• [Required tasks]:
1. Below are the essay on being unfriended and some records. Copy everything in the essay from "I am proud to" down to "you allow it.".
2. Using the essay on being unfriended that follows, decide whether each statement agrees with it. Answer yes or no for each, and quote the essay's deciding words.
(a) The author began doing daily acts of kindness between Thanksgiving and Christmas about three years ago.
(b) The former colleague sent the author a private message questioning the author's motives.
(c) After being unfriended, the author gave up doing acts of kindness.
3. Summarize the essay on being unfriended below in three sentences.

I'd like to thank a person who unfriended me on Facebook. You see--about three years ago I started a movement of doing acts of kindness every day between Thanksgiving and Christmas. At first, it seemed a little unnatural to be doing nice things and then posting pictures on social media. My goal was to raise awareness to get people involved in doing acts of kindness themselves. My hope was to magnify the movement through sharing.
A few weeks into my initial kindness campaign, I was unfriended by a former colleague. Not to say that we were all that close, but I had noticed her absence on my feed and clicked over to her page only to discover that I had been unfriended. I also noticed she had a public post asking people a question. To paraphrase that question, it was "Do you think that it is selfless to do acts of kindness and then post about them online?". The goal of her post was to incite a debate on whether or not doing good deeds was in fact honorable if they was shared on social media. There were several comments in response to her post about how I was probably doing it for validation or out of desperation for attention.
At the time, I was very confused as to why someone would take what I thought was a good thing, and not only turn away from it, but also put me on trial on social media questioning my motives. This required me to take a deep look inside, and ask myself if I really was doing this to magnify the movement: or was I in some way looking for external validation?
It took a few years before the lesson really sunk in. At the time, I considered not doing the acts of kindness anymore because her words stuck with me. I thought maybe she was right and that sharing good deeds publicly was inappropriate. I remember posting about the matter on social media. in hindsight, I wish I had not given it as much thought as I did. In essence I was allowing her words to deter me from my purpose. When I did decide to move forward with the acts of kindness, my heart told me that I was in it for the right reasons. Wonderful things begin to happen.
I am proud to say that years later, I've gone on to launch a successful non-profit art company to raise money for acts of kindness. I've been given the opportunity, after meeting Arianna Huffington, to write this blog. I've carried out hundreds of acts of kindness, and motivated others to get involved, creating a domino effect of good deeds.
So why give it a second thought and more attention now? I want to acknowledge what a wonderful thing it was to be unfriended by this person and to have had my motives questioned. The lessons I took from this exchange continue to serve me everyday.
You see, no matter how good your intentions are, someone will always question them. The only thing that matters is whether or not you listen. If you look for the criticism, you will always find it. People will want to dim your light, for their own reasons, and it's your choice on whether or not you allow it.

• [Data excerpts]:
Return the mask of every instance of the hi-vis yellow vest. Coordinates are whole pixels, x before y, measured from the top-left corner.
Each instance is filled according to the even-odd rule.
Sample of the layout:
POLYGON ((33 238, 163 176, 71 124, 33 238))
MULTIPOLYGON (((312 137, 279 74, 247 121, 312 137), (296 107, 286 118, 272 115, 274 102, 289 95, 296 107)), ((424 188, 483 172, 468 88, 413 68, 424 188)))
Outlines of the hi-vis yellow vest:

...

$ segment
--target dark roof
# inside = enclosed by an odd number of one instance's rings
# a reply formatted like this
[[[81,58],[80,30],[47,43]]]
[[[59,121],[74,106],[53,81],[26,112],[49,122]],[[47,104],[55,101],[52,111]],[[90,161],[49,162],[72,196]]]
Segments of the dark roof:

==

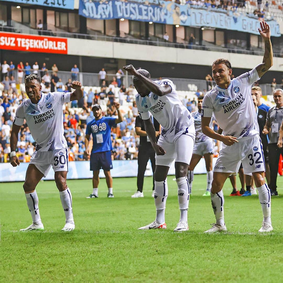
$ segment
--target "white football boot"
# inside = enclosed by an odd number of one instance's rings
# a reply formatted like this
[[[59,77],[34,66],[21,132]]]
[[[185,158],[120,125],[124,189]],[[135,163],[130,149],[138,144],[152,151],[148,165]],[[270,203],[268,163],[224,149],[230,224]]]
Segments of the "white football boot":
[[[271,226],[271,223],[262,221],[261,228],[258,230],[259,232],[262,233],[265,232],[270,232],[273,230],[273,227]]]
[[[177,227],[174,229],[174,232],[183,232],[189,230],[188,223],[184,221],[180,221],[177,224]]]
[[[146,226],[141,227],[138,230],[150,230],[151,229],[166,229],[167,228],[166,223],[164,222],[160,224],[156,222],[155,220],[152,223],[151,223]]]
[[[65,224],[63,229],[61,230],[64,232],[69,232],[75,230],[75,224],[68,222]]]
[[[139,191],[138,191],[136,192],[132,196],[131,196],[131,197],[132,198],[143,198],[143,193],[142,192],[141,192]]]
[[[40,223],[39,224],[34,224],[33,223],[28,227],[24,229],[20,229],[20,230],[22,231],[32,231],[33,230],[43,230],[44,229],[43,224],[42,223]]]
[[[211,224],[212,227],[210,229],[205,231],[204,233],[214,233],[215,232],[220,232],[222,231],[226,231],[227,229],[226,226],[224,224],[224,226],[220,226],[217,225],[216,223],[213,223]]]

• [Answer section]:
1.
I am proud to say that years later, I've gone on to launch a successful non-profit art company to raise money for acts of kindness. I've been given the opportunity, after meeting Arianna Huffington, to write this blog. I've carried out hundreds of acts of kindness, and motivated others to get involved, creating a domino effect of good deeds.
So why give it a second thought and more attention now? I want to acknowledge what a wonderful thing it was to be unfriended by this person and to have had my motives questioned. The lessons I took from this exchange continue to serve me everyday.
You see, no matter how good your intentions are, someone will always question them. The only thing that matters is whether or not you listen. If you look for the criticism, you will always find it. People will want to dim your light, for their own reasons, and it's your choice on whether or not you allow it.

2.
(a) Yes: "about three years ago I started a movement of doing acts of kindness every day between Thanksgiving and Christmas."
(b) No: "I also noticed she had a public post asking people a question."
(c) No: "When I did decide to move forward with the acts of kindness, my heart told me that I was in it for the right reasons."

3. The author started a movement of daily acts of kindness shared on social media and was unfriended by a former colleague, whose public post asked whether posting about good deeds online is selfless. The author briefly considered stopping but moved forward, later launching a non-profit art company to raise money for acts of kindness and carrying out hundreds of such acts. The author now values the experience, concluding that someone will always question good intentions and that it is a choice whether to listen.